## Problem details
From the first line to the last, write out the records exactly.

## Supplied records
****************************************

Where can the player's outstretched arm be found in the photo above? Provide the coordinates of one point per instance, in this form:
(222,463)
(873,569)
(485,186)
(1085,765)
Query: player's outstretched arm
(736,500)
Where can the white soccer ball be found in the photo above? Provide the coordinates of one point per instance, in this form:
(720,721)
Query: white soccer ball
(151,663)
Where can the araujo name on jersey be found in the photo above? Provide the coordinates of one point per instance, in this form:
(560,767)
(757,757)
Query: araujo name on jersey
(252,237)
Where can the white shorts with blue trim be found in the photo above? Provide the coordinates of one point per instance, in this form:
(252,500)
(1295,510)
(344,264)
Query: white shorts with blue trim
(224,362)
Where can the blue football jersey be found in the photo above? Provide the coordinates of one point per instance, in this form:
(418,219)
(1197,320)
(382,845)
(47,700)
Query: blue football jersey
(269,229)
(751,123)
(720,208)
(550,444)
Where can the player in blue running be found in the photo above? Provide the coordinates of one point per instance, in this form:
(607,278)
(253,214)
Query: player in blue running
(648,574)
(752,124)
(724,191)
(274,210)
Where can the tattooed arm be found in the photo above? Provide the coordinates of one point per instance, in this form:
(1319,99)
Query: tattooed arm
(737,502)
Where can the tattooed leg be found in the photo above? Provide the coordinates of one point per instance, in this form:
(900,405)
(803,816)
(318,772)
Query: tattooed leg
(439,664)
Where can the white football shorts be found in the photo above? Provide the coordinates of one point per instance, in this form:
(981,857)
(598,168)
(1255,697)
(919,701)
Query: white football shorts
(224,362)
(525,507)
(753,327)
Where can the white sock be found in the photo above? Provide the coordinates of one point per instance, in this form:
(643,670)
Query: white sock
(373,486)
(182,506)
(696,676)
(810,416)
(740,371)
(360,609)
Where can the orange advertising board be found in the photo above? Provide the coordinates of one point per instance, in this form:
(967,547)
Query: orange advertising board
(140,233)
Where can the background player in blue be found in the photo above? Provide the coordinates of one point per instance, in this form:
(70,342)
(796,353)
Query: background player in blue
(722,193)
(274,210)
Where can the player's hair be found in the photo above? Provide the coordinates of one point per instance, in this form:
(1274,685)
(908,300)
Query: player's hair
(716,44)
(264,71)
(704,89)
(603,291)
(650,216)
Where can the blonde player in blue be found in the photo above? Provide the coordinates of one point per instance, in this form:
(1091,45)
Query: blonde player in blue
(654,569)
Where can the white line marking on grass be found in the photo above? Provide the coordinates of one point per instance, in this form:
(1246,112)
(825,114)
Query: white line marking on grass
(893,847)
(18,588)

****************************************

## Response area
Where can the player's outstretched arm be found in the photo above? Provide the coordinates of one point per instance, in this form:
(222,463)
(873,569)
(485,186)
(1085,765)
Query: player's outstretched arm
(736,500)
Where can the white soccer ball be found in the photo above? Provide the coordinates of one point per instance, in this form:
(720,721)
Query: white soccer ball
(151,663)
Where can the araujo name on jersey be found in the photo above? Provide the coordinates of one point per instance, in this form:
(560,767)
(757,757)
Query: araujo name on jersey
(252,237)
Where can the white shorts with blue trim be found in the photo above? Provide the coordinates of one point per instance, in this form:
(252,500)
(1295,510)
(344,264)
Query: white shorts with blue trim
(224,362)
Where can the blue football jersey be found in the photo above? Provide the coordinates of one point per instance, in this form:
(418,219)
(1197,320)
(382,845)
(47,700)
Query: blue football jersey
(269,229)
(751,123)
(720,208)
(550,444)
Where can the player in blue running be found in the photo above? Provide the coordinates of one point per instance, in this form:
(607,278)
(253,214)
Query: player in blue running
(648,574)
(752,124)
(724,191)
(274,210)
Where can the tattooed arm be found in the photo above? Provide the coordinates of one point per instance, in this form:
(1319,99)
Query: tattooed arm
(737,502)
Where can the tattooed leg be found in the photo above? Provide the coordinates of one point per instance, in this form:
(900,405)
(803,816)
(318,772)
Query: tattooed leg
(439,664)
Where can the white football shorts be found in the photo above? Provide the coordinates of one point per instance, in this form:
(981,857)
(598,168)
(1255,697)
(919,701)
Query: white football shorts
(224,362)
(525,507)
(753,327)
Where can the white sock be found in the photo above? Provide the coordinates of one point per instance, in this form:
(643,670)
Query: white sock
(373,486)
(182,506)
(696,676)
(810,416)
(740,371)
(360,609)
Where can the orange advertising board be found in the photo above? Provide the coordinates of one point per instance, in this form:
(967,547)
Query: orange advertising board
(140,233)
Where can the background player in blue be found in the photo above? Provide the coordinates of one point per instance, in this form:
(70,342)
(796,353)
Query: background player in blue
(722,193)
(274,210)
Where can the player's hair be found in the photo above? Provide the coordinates of one point per instance, in this form:
(1274,685)
(908,300)
Query: player's hair
(716,44)
(264,71)
(704,89)
(603,291)
(650,216)
Where can the blonde player in blue be found in the photo above? Provide the coordinates of one point per instance, in this form:
(1091,45)
Query: blonde player in blue
(654,569)
Where can the white line marking on grass be found in the photo above? Provide the coordinates of one point per instance, in this form:
(1246,112)
(825,114)
Query: white line marking on grass
(893,847)
(18,588)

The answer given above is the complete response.